**CONSIGNE 1**
Dans le texte à lire ci-dessous, résumez en deux phrases le paragraphe qui commence par « Si Colomb, cherchant », sans perdre ses faits principaux.

**TEXTE À LIRE**
::::::::::

C'est d'abord la curiosité naturelle au propriétaire, qui tient à
connaître dans toute son étendue le domaine qu'il possède, à en mesurer
les portions habitables, à en délimiter les mers; puis, ce sont les
exigences d'un commerce encore dans l'enfance, qui ont cependant permis
de transporter jusqu'en Norwège les produits de l'industrie asiatique.

Avec Hérodote, le but s'élève, et c'est déjà le désir de connaître
l'histoire, les mœurs, la religion des peuples étrangers.

Plus tard, avec les croisades, dont le résultat le plus certain fut de
vulgariser l'étude de l'Orient, c'est, pour un petit nombre, le désir
d'arracher aux mains des infidèles le théâtre de la passion d'un Dieu;
pour la plupart, c'est la soif du pillage et l'attrait de l'inconnu.

Si Colomb, cherchant une nouvelle route pour se rendre au pays des
Épices, rencontre l'Amérique sur son chemin, ses successeurs ne sont
plus animés que du désir de faire rapidement fortune. Combien ils
diffèrent de ces nobles Portugais, qui sacrifient leurs intérêts privés
à la gloire et à la prospérité coloniale de leur patrie, et meurent
plus pauvres qu'ils n'étaient au moment où ils ont été investis de ces
fonctions qu'ils devaient honorer.

::::::::::

**DONNÉES EXTRAITES**
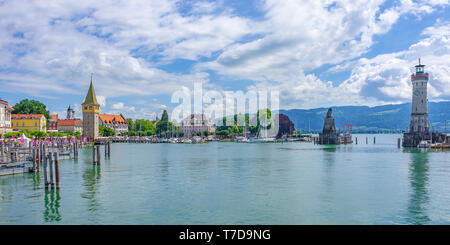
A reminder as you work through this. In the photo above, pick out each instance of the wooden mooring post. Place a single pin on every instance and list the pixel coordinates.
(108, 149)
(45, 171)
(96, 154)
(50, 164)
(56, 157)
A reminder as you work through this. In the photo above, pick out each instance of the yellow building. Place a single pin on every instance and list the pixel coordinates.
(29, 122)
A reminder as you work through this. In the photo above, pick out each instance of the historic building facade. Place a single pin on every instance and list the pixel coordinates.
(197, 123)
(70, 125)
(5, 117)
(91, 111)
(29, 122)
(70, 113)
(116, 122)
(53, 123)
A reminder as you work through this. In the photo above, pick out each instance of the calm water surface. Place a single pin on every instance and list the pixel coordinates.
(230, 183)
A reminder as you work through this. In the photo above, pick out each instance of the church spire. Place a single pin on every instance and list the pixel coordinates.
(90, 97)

::::::::::

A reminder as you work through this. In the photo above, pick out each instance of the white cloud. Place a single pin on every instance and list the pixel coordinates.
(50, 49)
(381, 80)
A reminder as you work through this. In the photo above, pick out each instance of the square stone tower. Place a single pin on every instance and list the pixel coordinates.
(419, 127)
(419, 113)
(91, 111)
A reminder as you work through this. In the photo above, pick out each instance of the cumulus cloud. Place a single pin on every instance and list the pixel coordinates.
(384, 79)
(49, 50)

::::::::::

**CONSIGNE 2**
Relevez toutes les lignes des enregistrements ci-dessus qui contiennent le mot « building », en tenant compte des majuscules et des minuscules.

**RÉPONSE 1**
Colomb cherchait une nouvelle route vers le pays des Épices et a rencontré l'Amérique, mais ceux qui l'ont suivi ne voulaient plus que faire fortune rapidement. Ils étaient très différents des nobles Portugais, qui sacrifiaient leurs intérêts privés à la gloire et à la prospérité coloniale de leur patrie et mouraient plus pauvres qu'au moment de prendre leurs fonctions.

**RÉPONSE 2**
A reminder as you work through this. In the photo above, pick out each instance of the yellow building. Place a single pin on every instance and list the pixel coordinates.
A reminder as you work through this. In the photo above, pick out each instance of the historic building facade. Place a single pin on every instance and list the pixel coordinates.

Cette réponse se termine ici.